Descrição do problema: Imprima integralmente, sem nenhuma alteração, o texto sobre o tempo e a chegada da primavera.

Texto fornecido:
"""

A partir da sexta-feira, a instabilidade perde força devido ao afastamento da frente fria. No entanto, o tempo ainda não firma por completo. As temperaturas durante as tardes tendem a ficar amenas por conta da chuva, sem o calor intenso de domingo, por exemplo.


PRIMAVERA


Caracterizada como estação de transição, a primavera chega ao hemisfério sul em 23 de setembro. Apesar da floração ser o principal símbolo, este ano, as chuvas ganharão destaque. Após três anos com o La Ninã influenciando um tempo mais seco, em 2023, a primavera será marcada pela umidade causada pela atuação do El Niño.

– Apesar da primavera astronômica, com o alinhamento da Terra com o sol, começar apenas no dia 23, a gente já teve o início da primavera climática no início do mês. Desta vez, com muita umidade e chuva decorrente do fenômeno El Niño, que deve seguir até maio do ano que vem – explica Verardo.

O meteorologista Murilo Lopes, da Universidade Federal de Santa Maria (UFSM), explica que há um impacto direto da condição de aquecimento do Oceano Pacífico no regime de chuvas no Brasil, especialmente na Região Sul. Existe uma correlação entre o quão quente ou frio está em relação à média da água superficial no Oceano Pacífico Equatorial. Quando há o assoreamento das águas, ocorre o La Niña, porque as águas estão mais frias. Porém, quando as águas estão mais aquecidas, surge a condição para El Niño.

"""

Entradas do conjunto de dados:
"""

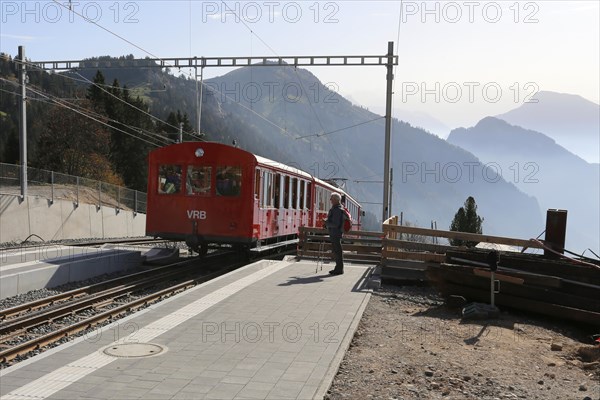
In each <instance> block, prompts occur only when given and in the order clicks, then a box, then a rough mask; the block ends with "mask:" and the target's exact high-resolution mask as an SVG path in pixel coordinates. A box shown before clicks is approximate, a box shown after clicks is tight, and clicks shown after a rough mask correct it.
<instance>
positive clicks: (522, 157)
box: [447, 117, 600, 252]
mask: <svg viewBox="0 0 600 400" xmlns="http://www.w3.org/2000/svg"><path fill="white" fill-rule="evenodd" d="M447 140H448V142H449V143H452V144H455V145H457V146H460V147H462V148H464V149H466V150H468V151H470V152H471V153H473V154H475V155H476V156H477V157H478V158H479V159H480V160H481V161H482V162H484V163H486V164H487V165H490V166H493V167H494V168H495V169H497V170H499V171H502V174H503V176H504V177H505V178H506V179H507V180H508V181H509V182H511V183H513V184H514V185H515V186H517V187H518V188H519V189H520V190H522V191H523V192H524V193H527V194H529V195H531V196H535V197H536V198H537V199H538V202H539V204H540V207H541V208H542V210H547V209H565V210H567V211H568V212H567V237H566V240H567V241H566V246H567V247H568V248H570V249H574V250H575V251H579V252H582V251H584V250H585V249H586V248H590V249H592V250H594V251H595V249H598V246H599V239H598V238H599V237H600V227H599V225H600V223H599V222H600V210H599V209H600V206H599V205H600V193H599V191H600V190H599V182H600V174H599V171H600V168H599V165H598V164H591V163H588V162H586V161H585V160H583V159H582V158H580V157H578V156H576V155H575V154H573V153H571V152H570V151H568V150H567V149H565V148H564V147H562V146H561V145H559V144H558V143H557V142H556V141H555V140H554V139H552V138H550V137H548V136H546V135H544V134H543V133H541V132H536V131H534V130H528V129H525V128H522V127H520V126H516V125H511V124H509V123H508V122H506V121H503V120H501V119H498V118H493V117H488V118H484V119H483V120H481V121H480V122H479V123H478V124H477V125H475V126H474V127H471V128H468V129H465V128H460V129H455V130H453V131H452V132H451V133H450V135H449V136H448V139H447Z"/></svg>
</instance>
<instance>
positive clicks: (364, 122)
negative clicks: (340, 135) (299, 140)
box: [296, 116, 385, 140]
mask: <svg viewBox="0 0 600 400" xmlns="http://www.w3.org/2000/svg"><path fill="white" fill-rule="evenodd" d="M384 118H385V117H382V116H379V117H377V118H373V119H371V120H369V121H363V122H359V123H357V124H354V125H350V126H345V127H343V128H339V129H336V130H333V131H329V132H324V133H313V134H311V135H306V136H300V137H297V138H296V140H298V139H304V138H308V137H313V136H316V137H321V136H326V135H331V134H332V133H337V132H340V131H345V130H346V129H351V128H355V127H357V126H361V125H366V124H369V123H371V122H374V121H379V120H380V119H384Z"/></svg>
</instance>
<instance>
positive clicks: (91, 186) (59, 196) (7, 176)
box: [0, 163, 146, 214]
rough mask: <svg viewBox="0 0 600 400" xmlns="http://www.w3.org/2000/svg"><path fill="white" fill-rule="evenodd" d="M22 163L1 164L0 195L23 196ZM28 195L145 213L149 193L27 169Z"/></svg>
mask: <svg viewBox="0 0 600 400" xmlns="http://www.w3.org/2000/svg"><path fill="white" fill-rule="evenodd" d="M20 174H21V166H20V165H14V164H5V163H0V194H8V195H18V196H20V195H21V185H20V180H19V177H20ZM27 186H28V190H27V191H28V195H30V196H38V197H42V198H46V199H48V200H49V201H50V202H51V203H53V202H54V201H55V200H70V201H72V202H73V204H75V206H78V205H79V203H84V204H95V205H96V207H98V208H100V207H102V206H107V207H114V208H115V209H116V210H117V211H119V210H128V211H133V212H134V213H138V212H139V213H143V214H145V213H146V193H144V192H139V191H137V190H132V189H128V188H124V187H121V186H117V185H112V184H110V183H106V182H100V181H97V180H93V179H87V178H81V177H78V176H73V175H67V174H61V173H58V172H54V171H46V170H43V169H36V168H31V167H28V168H27Z"/></svg>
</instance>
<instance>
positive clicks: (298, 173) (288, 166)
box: [254, 154, 312, 179]
mask: <svg viewBox="0 0 600 400" xmlns="http://www.w3.org/2000/svg"><path fill="white" fill-rule="evenodd" d="M254 157H256V161H258V163H259V164H265V165H268V166H269V167H273V168H277V169H281V170H284V171H286V172H290V173H293V174H297V175H300V176H302V177H304V178H307V179H309V178H312V175H311V174H309V173H307V172H304V171H302V170H301V169H298V168H294V167H290V166H289V165H286V164H282V163H280V162H277V161H273V160H270V159H268V158H265V157H261V156H257V155H256V154H254Z"/></svg>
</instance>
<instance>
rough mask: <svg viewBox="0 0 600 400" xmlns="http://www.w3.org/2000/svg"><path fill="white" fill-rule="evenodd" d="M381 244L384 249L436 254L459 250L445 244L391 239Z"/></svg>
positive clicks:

"""

Resposta escrita:
A partir da sexta-feira, a instabilidade perde força devido ao afastamento da frente fria. No entanto, o tempo ainda não firma por completo. As temperaturas durante as tardes tendem a ficar amenas por conta da chuva, sem o calor intenso de domingo, por exemplo.


PRIMAVERA


Caracterizada como estação de transição, a primavera chega ao hemisfério sul em 23 de setembro. Apesar da floração ser o principal símbolo, este ano, as chuvas ganharão destaque. Após três anos com o La Ninã influenciando um tempo mais seco, em 2023, a primavera será marcada pela umidade causada pela atuação do El Niño.

– Apesar da primavera astronômica, com o alinhamento da Terra com o sol, começar apenas no dia 23, a gente já teve o início da primavera climática no início do mês. Desta vez, com muita umidade e chuva decorrente do fenômeno El Niño, que deve seguir até maio do ano que vem – explica Verardo.

O meteorologista Murilo Lopes, da Universidade Federal de Santa Maria (UFSM), explica que há um impacto direto da condição de aquecimento do Oceano Pacífico no regime de chuvas no Brasil, especialmente na Região Sul. Existe uma correlação entre o quão quente ou frio está em relação à média da água superficial no Oceano Pacífico Equatorial. Quando há o assoreamento das águas, ocorre o La Niña, porque as águas estão mais frias. Porém, quando as águas estão mais aquecidas, surge a condição para El Niño.